— start READING PASSAGE —

This marks the first year in which CP exceeded its revenue cap since 2007-08, when the CTA sharply reduced its Volume-Related Composite Price Index (VRCPI), removing an amount "embedded" in the index for grain hopper car maintenance costs, replacing them with "current, actual" hopper car maintenance costs.

CP, which that year was ruled to have topped its cap by $33.6 million, came in under the cap each year afterward until now.

CP now has 30 days to pay the overage to the WGRF, plus the penalty of $62,602.

Average haul

CN, meanwhile, came in with Prairie grain handling revenue of $508,403,510 in 2010-11, $913,447 below its CTA-imposed cap. The Montreal company last exceeded its cap in 2008-09, by $683,289.

The CTA determines the cap each year based on factors including the VRCPI it sets each April, along with the grain tonnage hauled and average length of haul.

— end READING PASSAGE —
— start RECORDS SHOWN —

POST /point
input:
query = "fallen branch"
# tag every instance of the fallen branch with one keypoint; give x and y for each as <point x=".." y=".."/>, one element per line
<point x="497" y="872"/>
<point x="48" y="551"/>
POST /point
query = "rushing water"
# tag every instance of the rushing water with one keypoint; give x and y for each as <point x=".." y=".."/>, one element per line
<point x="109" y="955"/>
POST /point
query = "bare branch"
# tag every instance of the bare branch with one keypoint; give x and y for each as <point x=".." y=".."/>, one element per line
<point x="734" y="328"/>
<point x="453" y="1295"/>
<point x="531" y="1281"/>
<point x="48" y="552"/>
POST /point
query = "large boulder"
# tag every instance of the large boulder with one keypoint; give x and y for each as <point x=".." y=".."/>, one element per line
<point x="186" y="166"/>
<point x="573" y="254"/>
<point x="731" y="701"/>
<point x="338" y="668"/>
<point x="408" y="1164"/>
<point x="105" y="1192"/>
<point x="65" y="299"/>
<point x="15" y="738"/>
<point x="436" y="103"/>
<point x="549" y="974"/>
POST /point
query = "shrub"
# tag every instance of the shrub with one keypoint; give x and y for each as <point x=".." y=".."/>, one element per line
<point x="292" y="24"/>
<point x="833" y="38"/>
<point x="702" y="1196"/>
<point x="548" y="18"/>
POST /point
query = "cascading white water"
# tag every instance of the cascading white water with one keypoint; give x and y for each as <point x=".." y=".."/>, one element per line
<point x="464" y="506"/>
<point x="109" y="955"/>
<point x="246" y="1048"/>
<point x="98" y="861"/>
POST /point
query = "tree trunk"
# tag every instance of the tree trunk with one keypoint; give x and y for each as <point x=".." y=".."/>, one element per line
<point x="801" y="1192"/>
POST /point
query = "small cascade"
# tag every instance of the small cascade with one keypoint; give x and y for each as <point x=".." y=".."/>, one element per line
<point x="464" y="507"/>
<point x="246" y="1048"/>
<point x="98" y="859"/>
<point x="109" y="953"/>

— end RECORDS SHOWN —

* **DO THIS**: In the passage on railway grain revenue caps, how many days does CP have to pay the overage to the WGRF?

* **WRITTEN REPLY**: 30 days